— Goals —
(1) Decide whether each statement below agrees with the California Union opinion, answering yes or no and quoting the exact words of the opinion that settle it: (a) Shipside's primary policy with Excess carried a $5,000 deductible; (b) the shipment that disappeared consisted of 719 cartons of women's dresses; (c) Bidermann's complaint first asked for $221,000 in damages.
(2) Write the next part of the California Union opinion, picking up after its final sentence.

— Excerpt —

▬▬▬

California Union Ins. Co. v. Excess Ins. Co., Ltd., 780 F. Supp. 1010 (S.D.N.Y. 1991)
December 26, 1991
EXCESS INSURANCE CO., LTD., Defendant.
United States District Court, S.D. New York.
*1011 Frederic R. Mindlin, Mound, Cotton & Wollan, New York City, for plaintiff.
Bernard Caesar and Deborah S. Levine, Bernard Caesar & Associates, New York City, for defendant.
METZNER, Senior District Judge:
Plaintiff California Union Insurance Company, (California Union), seeks damages from defendant Excess Insurance Co., Ltd., (Excess), for the alleged bad faith refusal to settle a law suit brought against Shipside Services, Inc., (Shipside), an insured who held a primary coverage policy with the defendant and an excess coverage policy with the plaintiff. The court has both personal and subject-matter jurisdiction of this diversity action.
Sometime between January 12 and January 23, 1984 a shipment of 719 cartons of men's shirts belonging to Bidermann Industries Financial Services, Inc., (Bidermann), disappeared from the premises of Shipside, a storage facility. At the time of the loss, Shipside held a primary insurance policy of $50,000 with a $5,000 deductible with Excess, and an excess insurance policy with a limit of $250,000 with California Union. On January 2, 1985 Bidermann commenced suit in New York State Supreme Court against Shipside and McRoberts Protective Agency, Inc, (McRoberts), the guard service hired by Shipside to protect its facility. Initially, Bidermann's complaint requested $120,000 in damages but in May, 1986 it increased its damage request to $221,000.

▬▬▬

— Dataset section —

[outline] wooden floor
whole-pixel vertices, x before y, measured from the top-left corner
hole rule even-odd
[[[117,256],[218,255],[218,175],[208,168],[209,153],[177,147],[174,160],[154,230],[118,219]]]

▬▬▬

— Outputs —
(1)
(a) Yes: "a primary insurance policy of $50,000 with a $5,000 deductible with Excess"
(b) No: "a shipment of 719 cartons of men's shirts"
(c) No: "Initially, Bidermann's complaint requested $120,000 in damages"

(2)
In December 1984, shortly before instituting suit, James Carbine, Bidermann's counsel, informed Saul Berkman, the attorney defending Shipside, that Bidermann would settle its claim for "100% or reasonably close thereto." Berkman replied that such a settlement would not be possible given the early stage of the proceedings. Berkman, on December 6, 1984, communicated this settlement demand and his rejection of it to A.H. Hahn Co., (Hahn), the insurance adjuster investigating the claim for both Excess and California Union. Hahn, in turn, informed Excess and California Union. Hahn had arranged for Berkman's retention in the Shipside litigation. The California Union claims supervisor responsible for the claim did not reply to this communication.
From 1985 until March, 1987 Carbine and Berkman met several times for discovery purposes. During this time Carbine made settlement demands for 100 per cent of the claim. Berkman never responded to these proposals.
In January, 1987, Douglas Ortelere, an attorney at the firm retained by California Union to monitor the suit, examined the case file at Berkman's office. Ortelere then wrote to California Union that Bidermann should not be paid the full demand which was based on damages for lost profits, but that the claim was worth $128,000 based on the cost of the merchandise. Thus, by January, 1987, California Union was aware that a verdict for even the lesser amount would pierce its layer of coverage. Incidentally, California Union never replied to this report and never indicated to Ortelere that it was interested in settling the matter.
In March, 1987 Bidermann moved for summary judgment. The court granted the motion as to liability, but reserved decision on damages pending a hearing. Ortelere and Berkman met during the oral argument for the summary judgment motion, at which point they discussed the claim and Bidermann's settlement demands. Ultimately, a judgment in the amount of $315,734.04 was entered on the referee's report as to damage. This exhausted California Union's coverage.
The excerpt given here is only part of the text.